◆ **EXERCISE DIRECTIONS**
Exactly the lines from the one containing "Look at the photo above. For each instance of the silver" to the final line below should be output, and no others.

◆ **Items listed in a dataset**
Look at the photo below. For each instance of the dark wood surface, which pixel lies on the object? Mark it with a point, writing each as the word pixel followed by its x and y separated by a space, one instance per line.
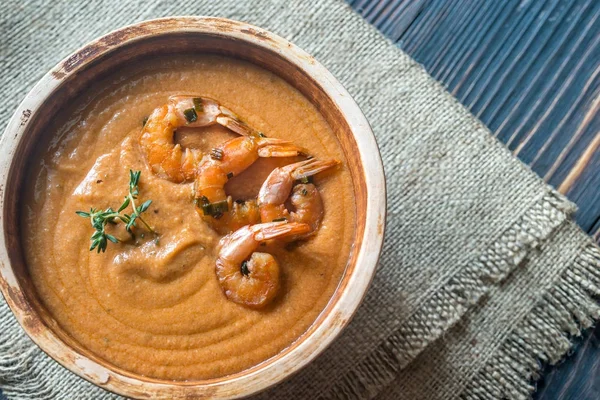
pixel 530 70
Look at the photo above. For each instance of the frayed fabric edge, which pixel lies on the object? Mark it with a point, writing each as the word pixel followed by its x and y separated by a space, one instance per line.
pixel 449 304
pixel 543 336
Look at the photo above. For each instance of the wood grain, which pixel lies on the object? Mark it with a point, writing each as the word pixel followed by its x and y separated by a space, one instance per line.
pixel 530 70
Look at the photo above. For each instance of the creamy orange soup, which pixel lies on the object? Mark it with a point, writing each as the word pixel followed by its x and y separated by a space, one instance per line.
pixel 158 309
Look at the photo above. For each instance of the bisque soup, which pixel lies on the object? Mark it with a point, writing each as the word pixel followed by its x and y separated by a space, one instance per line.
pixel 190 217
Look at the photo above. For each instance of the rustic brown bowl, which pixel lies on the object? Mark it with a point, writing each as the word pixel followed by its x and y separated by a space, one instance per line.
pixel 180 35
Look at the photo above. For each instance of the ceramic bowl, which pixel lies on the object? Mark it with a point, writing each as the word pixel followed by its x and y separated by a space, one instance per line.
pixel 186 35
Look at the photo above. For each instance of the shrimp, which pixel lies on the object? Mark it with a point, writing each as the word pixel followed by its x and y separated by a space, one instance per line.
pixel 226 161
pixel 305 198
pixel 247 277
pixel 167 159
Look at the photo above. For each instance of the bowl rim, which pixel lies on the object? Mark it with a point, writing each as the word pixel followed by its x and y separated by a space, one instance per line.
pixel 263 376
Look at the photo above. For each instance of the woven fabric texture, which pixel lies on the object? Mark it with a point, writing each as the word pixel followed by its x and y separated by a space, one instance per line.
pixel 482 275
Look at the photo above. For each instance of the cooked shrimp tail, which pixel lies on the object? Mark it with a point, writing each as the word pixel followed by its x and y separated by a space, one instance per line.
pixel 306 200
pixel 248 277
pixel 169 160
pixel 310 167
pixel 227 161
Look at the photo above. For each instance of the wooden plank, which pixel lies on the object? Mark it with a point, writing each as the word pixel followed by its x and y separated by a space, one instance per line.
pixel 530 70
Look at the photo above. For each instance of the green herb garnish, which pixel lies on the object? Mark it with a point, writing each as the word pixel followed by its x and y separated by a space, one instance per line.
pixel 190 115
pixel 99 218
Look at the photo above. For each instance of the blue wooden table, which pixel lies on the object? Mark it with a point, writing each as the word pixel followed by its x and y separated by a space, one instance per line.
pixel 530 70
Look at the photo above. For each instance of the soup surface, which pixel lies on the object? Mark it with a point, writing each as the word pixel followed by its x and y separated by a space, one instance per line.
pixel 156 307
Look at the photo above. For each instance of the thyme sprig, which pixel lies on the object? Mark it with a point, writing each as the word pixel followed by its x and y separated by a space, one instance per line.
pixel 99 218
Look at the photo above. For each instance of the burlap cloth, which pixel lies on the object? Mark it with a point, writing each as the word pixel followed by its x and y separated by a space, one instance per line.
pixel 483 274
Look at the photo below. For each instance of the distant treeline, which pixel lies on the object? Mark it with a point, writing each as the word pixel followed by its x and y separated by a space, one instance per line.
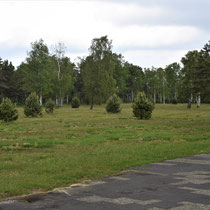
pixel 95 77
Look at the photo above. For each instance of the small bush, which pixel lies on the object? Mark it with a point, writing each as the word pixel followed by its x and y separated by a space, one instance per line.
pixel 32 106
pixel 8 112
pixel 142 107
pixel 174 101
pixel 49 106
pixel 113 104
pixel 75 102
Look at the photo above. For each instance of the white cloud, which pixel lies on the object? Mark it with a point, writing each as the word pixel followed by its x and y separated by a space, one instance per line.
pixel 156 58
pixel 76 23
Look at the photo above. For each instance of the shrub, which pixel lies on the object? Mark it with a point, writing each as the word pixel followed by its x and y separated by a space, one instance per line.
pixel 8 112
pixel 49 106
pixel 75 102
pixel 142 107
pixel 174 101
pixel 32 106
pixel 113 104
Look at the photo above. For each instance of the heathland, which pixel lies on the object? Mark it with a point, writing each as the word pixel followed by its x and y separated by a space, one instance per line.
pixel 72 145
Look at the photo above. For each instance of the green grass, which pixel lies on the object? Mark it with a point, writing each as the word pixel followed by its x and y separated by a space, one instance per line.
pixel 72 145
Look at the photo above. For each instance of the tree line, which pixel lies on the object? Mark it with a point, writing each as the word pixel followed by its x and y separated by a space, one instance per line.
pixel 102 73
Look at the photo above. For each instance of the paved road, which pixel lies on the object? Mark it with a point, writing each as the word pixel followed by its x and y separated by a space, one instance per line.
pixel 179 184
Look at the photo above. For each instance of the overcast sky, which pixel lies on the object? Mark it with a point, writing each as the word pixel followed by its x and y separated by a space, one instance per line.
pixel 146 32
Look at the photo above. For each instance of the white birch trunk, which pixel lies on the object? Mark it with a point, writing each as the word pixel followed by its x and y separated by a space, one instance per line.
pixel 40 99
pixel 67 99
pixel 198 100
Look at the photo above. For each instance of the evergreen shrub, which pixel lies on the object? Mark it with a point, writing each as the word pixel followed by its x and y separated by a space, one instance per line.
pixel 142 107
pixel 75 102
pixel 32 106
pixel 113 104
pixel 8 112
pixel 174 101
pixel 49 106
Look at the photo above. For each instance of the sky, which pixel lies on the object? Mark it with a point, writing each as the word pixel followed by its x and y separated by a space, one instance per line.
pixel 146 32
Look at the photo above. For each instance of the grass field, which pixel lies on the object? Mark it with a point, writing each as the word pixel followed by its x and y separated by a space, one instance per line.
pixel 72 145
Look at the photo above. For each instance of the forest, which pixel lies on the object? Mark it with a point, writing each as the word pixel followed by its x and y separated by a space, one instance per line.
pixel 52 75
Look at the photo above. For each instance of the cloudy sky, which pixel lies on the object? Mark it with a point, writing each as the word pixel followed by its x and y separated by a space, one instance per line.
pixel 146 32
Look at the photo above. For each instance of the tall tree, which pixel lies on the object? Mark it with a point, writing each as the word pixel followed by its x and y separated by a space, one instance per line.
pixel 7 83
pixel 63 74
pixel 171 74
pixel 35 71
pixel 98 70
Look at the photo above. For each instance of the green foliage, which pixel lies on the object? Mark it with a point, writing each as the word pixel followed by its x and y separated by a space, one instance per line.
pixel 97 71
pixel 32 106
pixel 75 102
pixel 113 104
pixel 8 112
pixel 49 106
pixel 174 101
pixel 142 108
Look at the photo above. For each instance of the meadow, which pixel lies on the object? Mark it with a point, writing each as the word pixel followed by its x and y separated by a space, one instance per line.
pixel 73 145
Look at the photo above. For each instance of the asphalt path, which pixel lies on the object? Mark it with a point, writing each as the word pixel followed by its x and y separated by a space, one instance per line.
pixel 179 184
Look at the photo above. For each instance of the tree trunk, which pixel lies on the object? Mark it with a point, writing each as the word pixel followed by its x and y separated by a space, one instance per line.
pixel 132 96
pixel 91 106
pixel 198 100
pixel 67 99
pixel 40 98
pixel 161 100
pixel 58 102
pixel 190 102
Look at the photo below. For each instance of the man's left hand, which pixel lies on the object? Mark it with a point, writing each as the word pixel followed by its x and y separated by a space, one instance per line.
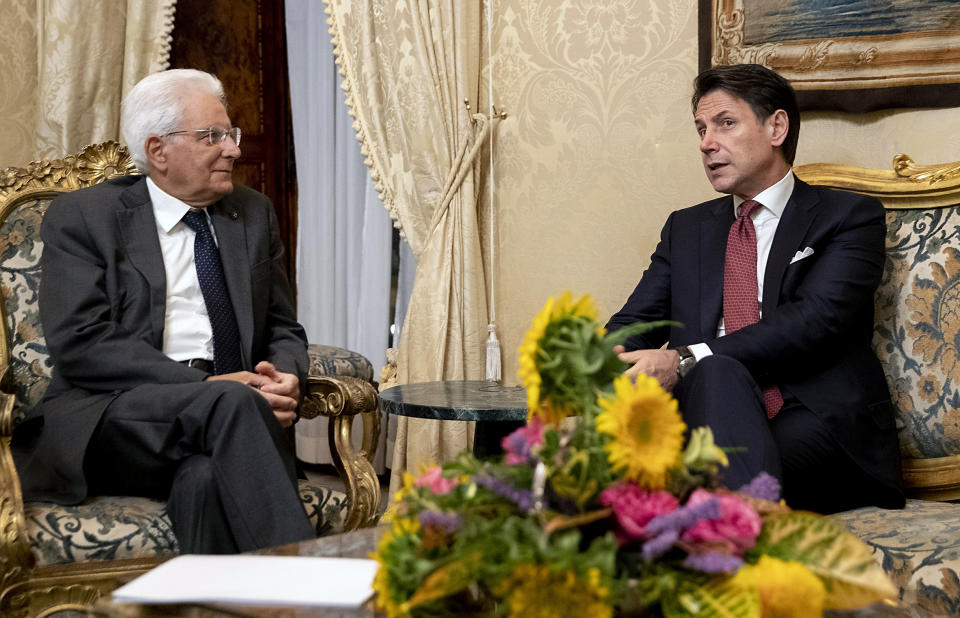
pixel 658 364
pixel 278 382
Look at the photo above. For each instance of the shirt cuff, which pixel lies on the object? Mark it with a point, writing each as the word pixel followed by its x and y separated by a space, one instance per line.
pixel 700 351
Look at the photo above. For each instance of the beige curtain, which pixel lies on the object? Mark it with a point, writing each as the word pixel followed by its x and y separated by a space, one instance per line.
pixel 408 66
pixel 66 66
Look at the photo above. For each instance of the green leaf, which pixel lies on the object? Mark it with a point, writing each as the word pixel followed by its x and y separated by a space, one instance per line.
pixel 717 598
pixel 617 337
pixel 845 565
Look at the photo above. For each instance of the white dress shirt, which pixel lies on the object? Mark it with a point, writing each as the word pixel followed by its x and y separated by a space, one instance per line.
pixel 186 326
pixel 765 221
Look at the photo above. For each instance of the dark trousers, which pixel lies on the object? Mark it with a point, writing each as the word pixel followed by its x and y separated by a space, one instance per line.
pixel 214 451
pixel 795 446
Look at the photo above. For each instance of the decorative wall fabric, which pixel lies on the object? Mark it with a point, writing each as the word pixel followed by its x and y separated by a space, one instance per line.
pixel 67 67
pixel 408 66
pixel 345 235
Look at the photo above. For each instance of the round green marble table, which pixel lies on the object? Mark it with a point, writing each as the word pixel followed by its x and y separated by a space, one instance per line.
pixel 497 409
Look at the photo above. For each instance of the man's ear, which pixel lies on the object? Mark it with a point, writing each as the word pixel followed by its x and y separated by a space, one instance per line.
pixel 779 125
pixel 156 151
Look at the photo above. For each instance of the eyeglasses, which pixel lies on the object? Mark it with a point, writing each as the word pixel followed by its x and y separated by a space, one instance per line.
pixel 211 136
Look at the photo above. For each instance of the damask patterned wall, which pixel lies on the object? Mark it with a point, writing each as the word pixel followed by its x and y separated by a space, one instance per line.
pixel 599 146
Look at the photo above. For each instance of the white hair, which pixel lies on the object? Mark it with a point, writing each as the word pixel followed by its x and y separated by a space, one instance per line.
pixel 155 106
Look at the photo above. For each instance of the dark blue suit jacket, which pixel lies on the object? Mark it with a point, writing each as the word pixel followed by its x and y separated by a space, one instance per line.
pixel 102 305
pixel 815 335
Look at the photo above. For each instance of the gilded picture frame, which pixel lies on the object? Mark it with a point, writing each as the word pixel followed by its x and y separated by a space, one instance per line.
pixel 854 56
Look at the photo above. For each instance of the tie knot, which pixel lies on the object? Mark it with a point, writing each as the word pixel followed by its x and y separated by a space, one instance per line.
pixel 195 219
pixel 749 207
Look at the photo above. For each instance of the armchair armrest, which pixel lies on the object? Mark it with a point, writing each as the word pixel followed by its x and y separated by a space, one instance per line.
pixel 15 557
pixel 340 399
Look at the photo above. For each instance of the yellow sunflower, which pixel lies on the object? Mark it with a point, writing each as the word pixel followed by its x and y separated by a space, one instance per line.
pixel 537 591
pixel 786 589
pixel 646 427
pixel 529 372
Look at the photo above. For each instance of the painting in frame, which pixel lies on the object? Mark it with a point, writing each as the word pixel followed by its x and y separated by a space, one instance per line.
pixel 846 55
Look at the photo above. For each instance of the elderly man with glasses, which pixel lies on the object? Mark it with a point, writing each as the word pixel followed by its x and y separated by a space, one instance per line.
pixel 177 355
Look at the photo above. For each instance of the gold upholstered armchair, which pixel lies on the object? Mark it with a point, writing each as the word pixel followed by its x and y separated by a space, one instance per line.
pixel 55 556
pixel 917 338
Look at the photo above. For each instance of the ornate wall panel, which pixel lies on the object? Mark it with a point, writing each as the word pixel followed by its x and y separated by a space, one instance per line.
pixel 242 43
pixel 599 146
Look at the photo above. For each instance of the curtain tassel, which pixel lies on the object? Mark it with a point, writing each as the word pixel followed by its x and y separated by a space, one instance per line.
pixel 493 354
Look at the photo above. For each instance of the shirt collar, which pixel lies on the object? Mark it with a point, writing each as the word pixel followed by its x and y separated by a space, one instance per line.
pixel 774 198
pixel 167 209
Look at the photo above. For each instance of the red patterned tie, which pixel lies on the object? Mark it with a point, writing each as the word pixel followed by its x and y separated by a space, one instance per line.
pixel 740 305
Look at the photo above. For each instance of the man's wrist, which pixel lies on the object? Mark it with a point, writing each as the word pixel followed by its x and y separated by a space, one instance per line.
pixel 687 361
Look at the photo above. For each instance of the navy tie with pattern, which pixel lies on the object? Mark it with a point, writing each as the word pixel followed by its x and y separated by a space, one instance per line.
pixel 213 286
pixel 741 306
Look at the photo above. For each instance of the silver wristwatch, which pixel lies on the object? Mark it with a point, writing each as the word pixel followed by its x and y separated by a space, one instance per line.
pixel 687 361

◆ **EXERCISE SOLUTION**
Look at the photo above. For each instance of the silver wristwatch, which pixel lies on the object? Mark it with a point, writing each as the word pixel followed by its x and y separated by a space, one instance per line.
pixel 687 361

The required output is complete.